### TASK TO COMPLETE:
Copy out the data that follows exactly, leaving out no line.

### TASK INPUT:
——
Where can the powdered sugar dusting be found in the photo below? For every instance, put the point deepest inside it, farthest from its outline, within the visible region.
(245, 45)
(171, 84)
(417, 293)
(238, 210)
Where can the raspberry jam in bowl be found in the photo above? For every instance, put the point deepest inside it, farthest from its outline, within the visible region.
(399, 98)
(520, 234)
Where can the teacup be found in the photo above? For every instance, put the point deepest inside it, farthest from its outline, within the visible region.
——
### REPLY TO THE EXERCISE:
Where can the powdered sugar dusting be found in the photo below? For every instance, put the point deepest inside it, farthest from its outline, within the visible region.
(245, 45)
(171, 84)
(417, 293)
(238, 210)
Where can the raspberry jam in bowl be found in the photo above? For every instance, put the point deepest inside it, farthest from its outline, within the visible region.
(399, 98)
(520, 234)
Where can the teacup be found in the photo above? For every instance, put the point deepest inside it, farthest from its outline, within the visible region.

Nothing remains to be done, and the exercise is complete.